Extracted records

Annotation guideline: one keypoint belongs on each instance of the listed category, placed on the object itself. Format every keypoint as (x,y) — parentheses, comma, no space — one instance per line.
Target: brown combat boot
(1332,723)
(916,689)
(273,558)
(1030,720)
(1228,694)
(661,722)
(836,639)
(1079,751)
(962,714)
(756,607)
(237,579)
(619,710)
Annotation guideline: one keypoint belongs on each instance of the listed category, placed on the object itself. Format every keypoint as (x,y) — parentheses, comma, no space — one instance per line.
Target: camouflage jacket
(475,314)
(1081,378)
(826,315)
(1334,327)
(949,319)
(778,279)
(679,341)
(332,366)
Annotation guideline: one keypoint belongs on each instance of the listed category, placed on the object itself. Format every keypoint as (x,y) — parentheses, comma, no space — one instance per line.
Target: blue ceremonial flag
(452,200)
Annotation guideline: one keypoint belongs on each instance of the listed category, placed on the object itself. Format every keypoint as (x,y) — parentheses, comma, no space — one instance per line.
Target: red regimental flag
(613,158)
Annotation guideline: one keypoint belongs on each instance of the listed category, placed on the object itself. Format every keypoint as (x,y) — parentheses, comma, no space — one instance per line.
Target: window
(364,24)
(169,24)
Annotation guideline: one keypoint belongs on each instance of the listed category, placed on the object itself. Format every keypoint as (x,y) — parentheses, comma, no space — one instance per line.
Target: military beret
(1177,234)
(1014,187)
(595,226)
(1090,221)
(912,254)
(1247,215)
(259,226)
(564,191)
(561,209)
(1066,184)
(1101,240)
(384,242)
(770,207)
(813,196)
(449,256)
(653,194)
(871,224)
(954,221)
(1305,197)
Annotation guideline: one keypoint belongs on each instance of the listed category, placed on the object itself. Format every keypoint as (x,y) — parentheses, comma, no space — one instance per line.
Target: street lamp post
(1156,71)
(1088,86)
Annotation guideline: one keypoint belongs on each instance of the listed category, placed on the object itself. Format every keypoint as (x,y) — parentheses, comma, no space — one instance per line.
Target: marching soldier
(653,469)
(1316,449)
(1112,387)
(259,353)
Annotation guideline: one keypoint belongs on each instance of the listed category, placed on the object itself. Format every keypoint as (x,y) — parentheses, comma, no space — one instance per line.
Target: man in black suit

▶ [WHAT NEEDS TO BE DONE]
Your response should hold only an exact copy of the lines above, from the one containing "Target: window" through the end of the entries.

▶ [PROBLEM SOLUTION]
Target: window
(364,24)
(169,24)
Annotation guideline: one keypoint belongs on each instance of the listed category, placed on the object itself. Format every keypoint as (x,y) — parentheses, comma, no space — one instance per line.
Target: military beret
(1177,234)
(1014,187)
(595,226)
(1090,221)
(912,254)
(1247,215)
(259,226)
(564,191)
(561,209)
(1066,184)
(1101,240)
(384,242)
(770,207)
(813,196)
(449,256)
(653,194)
(871,224)
(954,221)
(1305,197)
Annotation guideline: one keypoint belongs on each instance of the listed category, placed on the object itself. Format every keypoint as (x,y) — parentheses, comma, no space — one instance per line.
Target: street lamp post
(1156,71)
(1088,86)
Annotation guideline: one keypoint belongs on each instance of the listed category, placed on the object itself. Format every keypoint as (x,y) — parentheses, comma, no space — one instance per line.
Target: marching soldier
(653,469)
(1316,449)
(1112,387)
(259,353)
Annotation guideline: one keypoint belongs on each instance of the listed category, placed on the object itself. Format every keypoint as (x,y) — parentheses, comma, no space — one instance per line.
Target: man in black suit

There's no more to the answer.